[[ GIVEN RECORDS open ]]

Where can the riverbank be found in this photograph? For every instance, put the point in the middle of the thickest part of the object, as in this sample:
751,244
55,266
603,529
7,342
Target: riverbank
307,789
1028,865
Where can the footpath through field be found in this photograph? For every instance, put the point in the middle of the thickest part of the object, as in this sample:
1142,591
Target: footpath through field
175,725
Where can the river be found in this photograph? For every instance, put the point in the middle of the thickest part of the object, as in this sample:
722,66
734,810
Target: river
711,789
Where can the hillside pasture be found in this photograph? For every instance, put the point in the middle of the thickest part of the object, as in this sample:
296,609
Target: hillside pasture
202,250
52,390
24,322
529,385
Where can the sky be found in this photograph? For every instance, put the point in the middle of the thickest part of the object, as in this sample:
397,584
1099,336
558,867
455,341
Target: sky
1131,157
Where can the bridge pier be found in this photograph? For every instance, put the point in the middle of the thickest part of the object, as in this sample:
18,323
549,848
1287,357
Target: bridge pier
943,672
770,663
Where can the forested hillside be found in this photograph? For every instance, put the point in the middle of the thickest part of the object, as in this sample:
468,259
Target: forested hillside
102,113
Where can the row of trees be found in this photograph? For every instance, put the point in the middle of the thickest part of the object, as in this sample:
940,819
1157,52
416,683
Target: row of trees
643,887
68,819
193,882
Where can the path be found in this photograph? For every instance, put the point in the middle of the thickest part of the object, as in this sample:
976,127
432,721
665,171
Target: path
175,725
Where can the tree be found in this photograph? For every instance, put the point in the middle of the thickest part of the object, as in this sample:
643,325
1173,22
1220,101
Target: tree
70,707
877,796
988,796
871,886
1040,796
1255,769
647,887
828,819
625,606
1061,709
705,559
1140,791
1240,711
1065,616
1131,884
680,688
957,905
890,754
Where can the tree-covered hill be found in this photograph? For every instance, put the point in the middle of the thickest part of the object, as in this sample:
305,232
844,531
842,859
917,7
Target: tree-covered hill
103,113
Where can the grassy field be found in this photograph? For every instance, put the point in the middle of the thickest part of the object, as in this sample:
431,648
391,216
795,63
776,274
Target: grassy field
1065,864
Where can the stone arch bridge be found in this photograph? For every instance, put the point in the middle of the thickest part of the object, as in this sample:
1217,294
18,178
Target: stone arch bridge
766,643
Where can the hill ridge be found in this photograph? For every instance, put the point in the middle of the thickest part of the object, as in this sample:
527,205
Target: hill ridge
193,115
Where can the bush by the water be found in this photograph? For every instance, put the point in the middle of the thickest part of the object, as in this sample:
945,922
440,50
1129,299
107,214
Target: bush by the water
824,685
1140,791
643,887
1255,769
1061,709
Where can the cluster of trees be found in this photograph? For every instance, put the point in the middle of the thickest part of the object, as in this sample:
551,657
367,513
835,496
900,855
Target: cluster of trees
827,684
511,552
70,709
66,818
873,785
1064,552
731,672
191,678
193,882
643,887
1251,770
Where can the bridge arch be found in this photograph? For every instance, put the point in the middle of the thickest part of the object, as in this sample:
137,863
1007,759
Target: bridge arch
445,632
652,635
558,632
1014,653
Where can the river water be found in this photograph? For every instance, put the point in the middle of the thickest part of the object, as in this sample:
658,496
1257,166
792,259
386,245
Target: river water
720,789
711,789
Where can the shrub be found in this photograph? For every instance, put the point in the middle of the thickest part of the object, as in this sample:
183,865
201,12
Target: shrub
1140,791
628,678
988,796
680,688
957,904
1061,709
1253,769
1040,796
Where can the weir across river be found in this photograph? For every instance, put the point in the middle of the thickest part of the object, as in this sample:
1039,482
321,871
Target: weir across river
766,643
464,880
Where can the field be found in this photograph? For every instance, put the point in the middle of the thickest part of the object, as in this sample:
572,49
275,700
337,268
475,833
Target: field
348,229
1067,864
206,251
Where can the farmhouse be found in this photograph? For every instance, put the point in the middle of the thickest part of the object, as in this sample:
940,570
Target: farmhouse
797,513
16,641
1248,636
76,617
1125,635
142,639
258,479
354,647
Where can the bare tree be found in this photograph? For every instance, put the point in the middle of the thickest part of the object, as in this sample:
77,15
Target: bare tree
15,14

[[ GIVEN RECORDS closed ]]

▶ [TASK INSTRUCTIONS] Restate every entry above word for word.

▶ [ANSWER TO THIS PROBLEM]
Where can the riverbank be found in this photograph? For every instance, put the point in the middle of the thickest part of the object, as in this sample:
751,244
55,266
603,529
7,342
Target: riverbank
307,789
1028,865
Where can the footpath through field be found in this photograph? For every instance, put the point in the middle of the thickest part of the object, as in this sample:
1142,591
Target: footpath through field
175,725
Where can the river be found in this photograph? For every instance, put the point in the middle of the thickest part of the object, as in this sample:
722,66
734,810
Target: river
711,789
Where can the hillside pasture be found in this photograph? For every instance, put the point in the middle of the thickest part of the object, as in this sample:
296,609
Target: hillside pasture
202,250
52,390
24,322
529,385
Where can the sky be found in this photograph? For every instance, put the point in the middle of the thickest part of the object, as in this sample:
397,584
1099,336
558,867
455,341
Target: sky
1131,157
Where can the bridge pier be found in this photograph? For every instance, put the point in the middle of the thickest part of the object, as in this sample:
18,323
549,848
1287,357
Target: bridge pier
943,672
770,663
Where can the forested hillside be found in this photograph? For every instance, put the point in the middle of the thickest part of the object, as in this sample:
468,259
Target: forested hillside
102,113
Where can the row of trees be found in this photograph? For every instance, put the point in the middle of the thickest part of the object, as in this sample:
940,819
1157,52
416,683
Target: row of trees
643,887
68,819
193,882
Where can the path be found in this photograph? For every instance, put the point in the middle of the thickest part of the object, as in this sample:
976,127
432,721
665,171
Target: path
175,725
Where can the tree be found in this photograph? For every instance, put the point in the middle of the thickest part of the object, as in this sample:
643,325
1173,22
1220,101
Target: tree
70,707
877,796
988,796
871,886
1040,796
1255,769
647,887
828,819
625,606
1061,709
705,559
1140,791
1240,711
1065,616
1131,884
680,688
957,905
890,754
Where can the tree-covered hill be found in this photograph? For every instance, put the point in the middle of the thickest part of the object, as in this sample:
305,232
844,531
842,859
917,7
Target: tree-covered hill
103,113
Where can the grassy field be found in this photograph? For every instance, put the point in the middle of the thickest part of the object, as in this sample:
431,648
391,216
795,63
776,274
Target: grassy field
1065,864
Where can the stone arch bridge be found in this photograph? For every instance, put the point in the middle of the thickest part of the object, as in this sample:
1217,294
18,178
Target: stone arch bridge
766,643
Where can the hill ridge be found in this photograph? For every instance, put the point in the middle of the thickest part of the object, as in this sample:
527,205
Target: hill ridge
193,115
Where can the bush by the water be found in this photograph? For every instance, put the point in the middle of the thickest part of the object, as in this sample:
945,922
440,50
1129,299
107,214
Target: bush by the water
824,685
1140,791
643,887
1255,769
1061,709
Where can the cluster of trees be found in this photograph? For every instance, put the point in the middle of the thickest part of the object, as in this sample:
551,657
367,513
835,496
900,855
Target: cluster of trees
827,684
511,552
70,709
66,818
873,785
1064,552
731,672
191,678
193,882
643,887
1251,770
Where can the bridge arch be found in this photograph? For every instance, put the point in the middle of the thickest part of the object, as in this sample:
137,863
1007,759
Target: bridge arch
445,632
652,635
558,632
1014,653
Where can the river water be found in this photograph? For every instance, put the point in the middle of the thickest part of the object, as in this sample:
658,496
1257,166
792,259
386,245
Target: river water
720,789
711,789
Where can the shrub be found in this photograph? For every instance, put the point in the middle of the thickest part of the object, as in this sample:
183,865
201,12
Target: shrub
1140,791
628,678
988,796
680,688
957,904
1061,709
1253,769
1040,796
Where can the weir across river be found in this photograph? For every instance, put the point in the middle of the thickest part of the object, as in this sample:
1039,482
321,871
Target: weir across river
766,643
464,880
Where can the field be found in this photograph? For every instance, put the point in the middle of the thickest part of the object, as in this sample:
572,49
275,700
337,268
475,833
Target: field
348,229
1067,864
206,251
Where can the farmhouse be found in this photograph? For every instance, put the point in the middle of the thickest part of the object, as in this sample:
940,570
Target: farmhouse
797,513
16,641
1248,636
76,617
1125,635
142,639
258,479
354,647
Where can the bare tree be found in this photograph? For every instance, put the point in the middle of the thickest part of the object, as in this sample:
77,15
Target: bare tree
15,14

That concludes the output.